INSTRUCTIONS TO FOLLOW
Rewrite all of the records below, replacing "metal handrail" with "steel railing" everywhere it appears and leaving everything else unchanged.

DATA FOR PROCESSING
▬▬▬▬▬▬

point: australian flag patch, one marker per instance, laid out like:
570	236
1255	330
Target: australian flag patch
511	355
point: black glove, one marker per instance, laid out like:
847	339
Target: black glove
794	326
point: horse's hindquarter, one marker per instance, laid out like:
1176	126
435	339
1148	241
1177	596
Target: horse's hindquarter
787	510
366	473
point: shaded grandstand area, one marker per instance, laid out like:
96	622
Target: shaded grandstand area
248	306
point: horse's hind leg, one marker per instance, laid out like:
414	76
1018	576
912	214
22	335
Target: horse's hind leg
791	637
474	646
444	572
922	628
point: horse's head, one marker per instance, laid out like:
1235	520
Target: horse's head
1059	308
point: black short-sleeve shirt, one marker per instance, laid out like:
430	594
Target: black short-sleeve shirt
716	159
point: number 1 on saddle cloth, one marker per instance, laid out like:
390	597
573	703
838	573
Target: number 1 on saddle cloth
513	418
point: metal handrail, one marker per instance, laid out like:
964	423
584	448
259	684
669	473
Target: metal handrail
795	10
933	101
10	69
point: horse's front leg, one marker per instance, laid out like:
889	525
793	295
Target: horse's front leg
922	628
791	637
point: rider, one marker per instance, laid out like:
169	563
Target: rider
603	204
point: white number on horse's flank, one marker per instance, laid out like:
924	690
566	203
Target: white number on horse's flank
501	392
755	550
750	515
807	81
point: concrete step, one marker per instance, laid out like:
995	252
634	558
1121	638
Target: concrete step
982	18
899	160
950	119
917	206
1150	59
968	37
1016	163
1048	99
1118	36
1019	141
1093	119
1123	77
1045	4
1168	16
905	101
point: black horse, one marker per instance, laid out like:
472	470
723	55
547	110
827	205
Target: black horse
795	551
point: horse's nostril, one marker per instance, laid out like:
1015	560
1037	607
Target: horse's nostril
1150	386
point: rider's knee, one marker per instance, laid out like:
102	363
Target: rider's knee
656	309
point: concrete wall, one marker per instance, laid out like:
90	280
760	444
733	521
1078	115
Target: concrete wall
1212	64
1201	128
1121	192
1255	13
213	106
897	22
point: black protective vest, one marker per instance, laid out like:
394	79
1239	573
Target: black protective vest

▬▬▬▬▬▬

THE OUTPUT
point: australian flag patch, one marker per instance, laid out like:
570	236
1255	330
Target: australian flag patch
511	355
point: black glove, one marker per instance, laid out like:
847	339
Target: black glove
794	326
point: horse's hindquarter, one marker per instance, laid out like:
1176	126
435	339
1148	241
1177	596
Target: horse's hindquarter
787	510
366	473
point: shaded grandstand area, one marker per instance, laid out like:
96	622
Target: shaded grandstand area
248	306
point: horse's hind leg, one marker per instance, laid out like:
414	76
1018	576
912	214
22	335
Target: horse's hind leg
791	637
474	646
444	572
922	628
point: horse's head, one marker per instance, laid out like:
1235	520
Target: horse's head
1059	308
point: black short-sleeve shirt, one marker per instance, laid out like:
430	594
Target: black short-sleeve shirt
716	159
point: number 1 on saddle cloth, one marker per instance, laid out like:
390	597
573	703
838	573
Target: number 1 on saddle cloth
513	418
point: steel railing, one marker per instance, laid out like:
964	423
584	448
259	684
669	473
Target: steel railing
795	10
933	101
10	69
point: horse's front leg, one marker per instance, laid out like:
889	525
793	295
Target: horse's front leg
922	628
791	637
point: rider, one marker per instance, laid out like:
169	563
Target: rider
603	204
point: white number on horse's flank, one marker per instance, laid out like:
924	690
566	203
Target: white number on horse's flank
501	392
755	550
750	515
807	81
point: concrete step, one marker per instance, laid out like:
995	252
634	558
1121	638
Target: concrete step
982	18
899	160
950	119
917	206
1150	59
968	37
1016	163
1048	99
1118	36
1019	141
1093	119
1123	77
1045	4
1168	16
905	101
point: black horse, one marker per instance, laid out like:
472	470
723	55
547	110
827	205
Target: black horse
795	551
point: horse's nostril, one marker per instance, laid out like:
1015	560
1037	607
Target: horse's nostril
1150	386
point: rider's knee, one marker per instance, laid out like:
102	363
Target: rider's knee
656	309
point: concrete wall, one marker per instance, laid out like:
90	280
760	444
733	521
1078	115
Target: concrete wall
1212	64
1201	128
1121	192
1255	13
213	106
897	22
point: black protective vest, one marker per instance, laid out like:
394	79
1239	573
Target: black protective vest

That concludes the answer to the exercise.